■ Given task
Copy the data from the line with "the handlebar grip" up to and including the line with "column 774, row 600", swapping "sneaker sole" for "shoe sole" and leaving everything else unchanged.

■ Extracted information
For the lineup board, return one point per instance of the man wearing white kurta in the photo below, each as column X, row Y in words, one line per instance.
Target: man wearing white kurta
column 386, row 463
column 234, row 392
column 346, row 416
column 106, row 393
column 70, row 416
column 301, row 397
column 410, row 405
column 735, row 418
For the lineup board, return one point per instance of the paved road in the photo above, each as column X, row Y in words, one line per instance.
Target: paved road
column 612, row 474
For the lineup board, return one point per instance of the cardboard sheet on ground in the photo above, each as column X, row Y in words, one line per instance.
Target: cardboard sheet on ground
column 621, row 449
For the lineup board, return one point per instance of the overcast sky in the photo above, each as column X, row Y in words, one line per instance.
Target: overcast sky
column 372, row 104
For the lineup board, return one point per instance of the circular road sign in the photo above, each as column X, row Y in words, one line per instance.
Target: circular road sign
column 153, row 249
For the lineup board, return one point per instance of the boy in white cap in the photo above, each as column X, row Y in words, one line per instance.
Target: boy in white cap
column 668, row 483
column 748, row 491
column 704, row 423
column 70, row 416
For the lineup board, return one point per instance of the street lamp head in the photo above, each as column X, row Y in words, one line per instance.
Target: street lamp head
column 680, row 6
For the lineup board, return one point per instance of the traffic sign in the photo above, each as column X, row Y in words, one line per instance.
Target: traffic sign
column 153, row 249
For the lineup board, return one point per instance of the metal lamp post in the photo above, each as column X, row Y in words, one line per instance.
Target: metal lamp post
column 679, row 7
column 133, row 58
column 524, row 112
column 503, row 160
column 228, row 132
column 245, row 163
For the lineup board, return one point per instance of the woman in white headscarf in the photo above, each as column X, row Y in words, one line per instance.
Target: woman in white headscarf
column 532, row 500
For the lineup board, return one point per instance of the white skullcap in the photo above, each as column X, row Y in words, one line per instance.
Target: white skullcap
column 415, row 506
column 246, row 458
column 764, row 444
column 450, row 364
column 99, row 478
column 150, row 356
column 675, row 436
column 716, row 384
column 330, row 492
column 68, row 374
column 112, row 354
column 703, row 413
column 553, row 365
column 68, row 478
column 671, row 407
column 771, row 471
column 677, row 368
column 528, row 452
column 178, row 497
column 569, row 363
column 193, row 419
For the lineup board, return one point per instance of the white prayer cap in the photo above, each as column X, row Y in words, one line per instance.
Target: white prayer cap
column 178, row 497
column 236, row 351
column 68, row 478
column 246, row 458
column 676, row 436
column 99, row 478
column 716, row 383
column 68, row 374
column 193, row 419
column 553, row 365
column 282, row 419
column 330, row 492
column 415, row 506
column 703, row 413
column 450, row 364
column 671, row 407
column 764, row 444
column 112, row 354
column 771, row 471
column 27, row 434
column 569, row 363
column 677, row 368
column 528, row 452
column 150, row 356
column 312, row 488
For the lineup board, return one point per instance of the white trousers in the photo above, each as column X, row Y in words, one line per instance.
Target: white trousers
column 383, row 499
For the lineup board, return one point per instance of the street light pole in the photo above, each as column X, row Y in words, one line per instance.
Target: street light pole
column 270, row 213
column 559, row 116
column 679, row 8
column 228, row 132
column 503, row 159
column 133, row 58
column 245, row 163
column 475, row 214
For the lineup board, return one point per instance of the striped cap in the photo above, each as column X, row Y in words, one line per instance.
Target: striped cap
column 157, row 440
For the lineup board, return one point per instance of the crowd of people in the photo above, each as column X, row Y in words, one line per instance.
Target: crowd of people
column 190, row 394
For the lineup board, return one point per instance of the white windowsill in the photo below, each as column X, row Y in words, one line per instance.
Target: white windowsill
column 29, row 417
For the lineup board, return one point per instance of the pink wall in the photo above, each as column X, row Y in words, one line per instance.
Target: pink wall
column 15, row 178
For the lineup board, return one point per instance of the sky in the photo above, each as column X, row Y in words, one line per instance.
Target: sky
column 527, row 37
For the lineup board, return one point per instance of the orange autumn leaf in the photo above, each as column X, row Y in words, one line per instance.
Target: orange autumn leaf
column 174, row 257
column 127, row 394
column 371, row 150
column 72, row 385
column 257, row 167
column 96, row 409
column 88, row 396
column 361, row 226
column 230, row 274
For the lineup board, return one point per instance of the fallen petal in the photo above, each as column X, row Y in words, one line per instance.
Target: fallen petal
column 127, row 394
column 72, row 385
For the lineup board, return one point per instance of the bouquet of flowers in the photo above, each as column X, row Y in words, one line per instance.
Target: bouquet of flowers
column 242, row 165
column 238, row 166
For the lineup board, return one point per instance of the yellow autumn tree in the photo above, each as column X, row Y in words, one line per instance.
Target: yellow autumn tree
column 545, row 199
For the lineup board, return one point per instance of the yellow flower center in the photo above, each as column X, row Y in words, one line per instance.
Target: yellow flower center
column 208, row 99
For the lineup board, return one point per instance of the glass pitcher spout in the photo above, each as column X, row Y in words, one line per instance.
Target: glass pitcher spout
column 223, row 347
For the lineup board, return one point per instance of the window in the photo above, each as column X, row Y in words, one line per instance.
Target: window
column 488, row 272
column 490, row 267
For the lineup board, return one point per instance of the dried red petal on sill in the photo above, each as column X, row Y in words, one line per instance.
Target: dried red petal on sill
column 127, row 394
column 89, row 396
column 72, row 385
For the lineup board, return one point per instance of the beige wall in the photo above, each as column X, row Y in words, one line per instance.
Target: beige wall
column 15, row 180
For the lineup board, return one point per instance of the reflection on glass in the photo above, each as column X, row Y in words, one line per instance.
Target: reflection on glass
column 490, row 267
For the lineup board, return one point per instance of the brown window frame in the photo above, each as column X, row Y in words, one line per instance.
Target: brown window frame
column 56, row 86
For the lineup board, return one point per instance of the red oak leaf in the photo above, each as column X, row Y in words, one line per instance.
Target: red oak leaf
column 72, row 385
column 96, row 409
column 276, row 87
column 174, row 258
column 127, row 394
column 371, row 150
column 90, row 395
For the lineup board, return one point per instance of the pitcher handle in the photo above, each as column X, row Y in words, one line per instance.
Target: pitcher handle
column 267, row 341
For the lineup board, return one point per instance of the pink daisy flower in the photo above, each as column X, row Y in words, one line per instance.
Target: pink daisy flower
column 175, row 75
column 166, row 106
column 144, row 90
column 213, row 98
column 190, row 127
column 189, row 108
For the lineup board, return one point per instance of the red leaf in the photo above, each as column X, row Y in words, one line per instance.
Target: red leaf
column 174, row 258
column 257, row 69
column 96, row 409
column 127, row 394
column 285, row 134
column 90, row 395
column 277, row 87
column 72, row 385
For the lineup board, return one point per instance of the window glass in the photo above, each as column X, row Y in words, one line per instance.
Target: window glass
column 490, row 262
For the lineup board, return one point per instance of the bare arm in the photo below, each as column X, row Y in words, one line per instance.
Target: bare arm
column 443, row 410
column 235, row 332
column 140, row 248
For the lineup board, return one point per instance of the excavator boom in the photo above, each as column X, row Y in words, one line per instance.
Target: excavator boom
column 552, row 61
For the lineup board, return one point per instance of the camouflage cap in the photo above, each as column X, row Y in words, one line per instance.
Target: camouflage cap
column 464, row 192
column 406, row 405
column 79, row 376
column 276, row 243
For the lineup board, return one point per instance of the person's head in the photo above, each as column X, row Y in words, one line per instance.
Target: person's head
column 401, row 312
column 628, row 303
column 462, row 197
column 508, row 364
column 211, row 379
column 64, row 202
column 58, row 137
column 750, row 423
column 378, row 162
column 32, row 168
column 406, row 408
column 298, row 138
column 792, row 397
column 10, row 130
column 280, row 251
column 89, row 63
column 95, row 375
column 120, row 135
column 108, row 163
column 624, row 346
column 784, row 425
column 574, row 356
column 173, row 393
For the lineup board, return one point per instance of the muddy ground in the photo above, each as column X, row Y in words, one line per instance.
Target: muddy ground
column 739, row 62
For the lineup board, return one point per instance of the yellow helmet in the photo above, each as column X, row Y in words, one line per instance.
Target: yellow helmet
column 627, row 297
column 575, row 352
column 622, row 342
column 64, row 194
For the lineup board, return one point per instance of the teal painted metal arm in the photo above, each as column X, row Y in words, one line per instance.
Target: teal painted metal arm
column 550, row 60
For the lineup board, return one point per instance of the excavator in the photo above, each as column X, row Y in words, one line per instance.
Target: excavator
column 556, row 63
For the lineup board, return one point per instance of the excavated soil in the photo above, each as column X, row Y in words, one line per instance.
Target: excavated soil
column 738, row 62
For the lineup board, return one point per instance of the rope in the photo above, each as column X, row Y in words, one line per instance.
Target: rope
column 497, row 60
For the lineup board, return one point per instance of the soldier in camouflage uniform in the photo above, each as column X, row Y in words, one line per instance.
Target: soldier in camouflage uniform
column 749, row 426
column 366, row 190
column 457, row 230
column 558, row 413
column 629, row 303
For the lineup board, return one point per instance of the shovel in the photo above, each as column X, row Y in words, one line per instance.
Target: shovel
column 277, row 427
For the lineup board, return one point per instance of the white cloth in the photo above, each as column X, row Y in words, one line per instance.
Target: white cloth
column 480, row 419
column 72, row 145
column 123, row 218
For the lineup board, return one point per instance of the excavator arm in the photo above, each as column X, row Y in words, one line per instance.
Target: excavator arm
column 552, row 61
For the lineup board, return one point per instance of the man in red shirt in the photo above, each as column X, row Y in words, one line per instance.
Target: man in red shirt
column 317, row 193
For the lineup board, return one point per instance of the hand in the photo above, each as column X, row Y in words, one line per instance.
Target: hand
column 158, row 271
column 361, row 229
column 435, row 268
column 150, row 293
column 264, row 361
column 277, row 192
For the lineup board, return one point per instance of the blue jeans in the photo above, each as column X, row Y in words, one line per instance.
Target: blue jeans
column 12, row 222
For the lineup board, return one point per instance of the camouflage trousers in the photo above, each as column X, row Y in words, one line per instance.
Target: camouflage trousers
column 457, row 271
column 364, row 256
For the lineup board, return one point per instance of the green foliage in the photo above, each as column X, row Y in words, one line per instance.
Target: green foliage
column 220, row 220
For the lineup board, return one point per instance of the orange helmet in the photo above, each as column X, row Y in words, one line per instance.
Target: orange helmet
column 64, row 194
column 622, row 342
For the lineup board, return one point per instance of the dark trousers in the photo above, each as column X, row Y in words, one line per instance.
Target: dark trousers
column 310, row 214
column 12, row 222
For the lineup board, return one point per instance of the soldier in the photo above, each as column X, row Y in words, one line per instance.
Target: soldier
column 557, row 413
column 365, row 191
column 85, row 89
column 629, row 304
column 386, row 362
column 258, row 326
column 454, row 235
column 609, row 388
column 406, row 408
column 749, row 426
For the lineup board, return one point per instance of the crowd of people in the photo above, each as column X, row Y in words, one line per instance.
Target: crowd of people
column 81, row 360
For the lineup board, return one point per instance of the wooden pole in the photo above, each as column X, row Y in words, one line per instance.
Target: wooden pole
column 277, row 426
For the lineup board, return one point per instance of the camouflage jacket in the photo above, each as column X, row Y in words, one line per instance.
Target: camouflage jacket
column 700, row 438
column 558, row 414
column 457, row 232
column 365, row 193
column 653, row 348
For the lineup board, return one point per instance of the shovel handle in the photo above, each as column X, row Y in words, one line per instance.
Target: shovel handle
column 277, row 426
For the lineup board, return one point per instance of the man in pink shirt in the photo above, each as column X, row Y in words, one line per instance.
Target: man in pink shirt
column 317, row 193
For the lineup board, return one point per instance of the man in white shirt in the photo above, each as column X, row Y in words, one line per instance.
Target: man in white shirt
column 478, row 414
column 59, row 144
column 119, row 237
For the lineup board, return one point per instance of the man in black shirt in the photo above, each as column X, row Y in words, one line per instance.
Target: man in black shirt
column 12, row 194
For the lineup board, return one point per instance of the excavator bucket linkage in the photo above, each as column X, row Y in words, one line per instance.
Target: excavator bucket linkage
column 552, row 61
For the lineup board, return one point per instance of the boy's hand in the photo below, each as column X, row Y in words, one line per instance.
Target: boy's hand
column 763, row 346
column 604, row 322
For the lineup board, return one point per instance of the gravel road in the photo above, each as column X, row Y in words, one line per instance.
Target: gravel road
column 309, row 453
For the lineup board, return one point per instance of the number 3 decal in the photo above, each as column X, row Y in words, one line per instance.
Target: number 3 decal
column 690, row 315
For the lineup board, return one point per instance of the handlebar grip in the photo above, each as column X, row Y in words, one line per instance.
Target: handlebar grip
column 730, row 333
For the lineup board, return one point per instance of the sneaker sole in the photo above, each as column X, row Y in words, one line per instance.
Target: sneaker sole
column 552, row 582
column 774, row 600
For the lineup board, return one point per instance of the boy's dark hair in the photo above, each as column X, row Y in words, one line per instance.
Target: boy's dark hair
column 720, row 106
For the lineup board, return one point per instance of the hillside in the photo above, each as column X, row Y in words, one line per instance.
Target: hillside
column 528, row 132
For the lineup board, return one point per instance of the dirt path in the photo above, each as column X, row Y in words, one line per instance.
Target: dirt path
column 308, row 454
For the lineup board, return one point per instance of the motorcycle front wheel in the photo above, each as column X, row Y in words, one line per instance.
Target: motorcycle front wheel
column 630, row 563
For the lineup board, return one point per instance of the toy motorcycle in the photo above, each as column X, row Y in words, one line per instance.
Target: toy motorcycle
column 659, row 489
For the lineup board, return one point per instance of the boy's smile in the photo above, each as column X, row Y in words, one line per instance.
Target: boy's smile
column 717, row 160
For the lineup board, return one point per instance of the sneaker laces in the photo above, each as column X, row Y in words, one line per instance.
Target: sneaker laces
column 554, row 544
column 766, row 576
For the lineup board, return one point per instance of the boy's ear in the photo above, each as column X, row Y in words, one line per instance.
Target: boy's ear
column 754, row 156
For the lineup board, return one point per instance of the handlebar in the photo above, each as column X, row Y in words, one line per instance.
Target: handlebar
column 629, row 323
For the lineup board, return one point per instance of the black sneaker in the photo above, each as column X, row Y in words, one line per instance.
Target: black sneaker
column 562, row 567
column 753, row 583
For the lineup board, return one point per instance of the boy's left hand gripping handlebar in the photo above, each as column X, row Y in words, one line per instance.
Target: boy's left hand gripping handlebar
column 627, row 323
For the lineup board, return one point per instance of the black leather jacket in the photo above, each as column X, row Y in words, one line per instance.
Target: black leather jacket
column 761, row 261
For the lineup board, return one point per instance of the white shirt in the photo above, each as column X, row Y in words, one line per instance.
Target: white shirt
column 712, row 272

■ Exercise solution
For the lineup board, return one point per instance of the handlebar grip in the photo above, each as column X, row Y in words, one line per instance.
Target: handlebar grip
column 730, row 333
For the lineup board, return one point per instance of the shoe sole in the photo above, each as column X, row Y in words, one line per instance.
Target: shoe sole
column 552, row 582
column 774, row 600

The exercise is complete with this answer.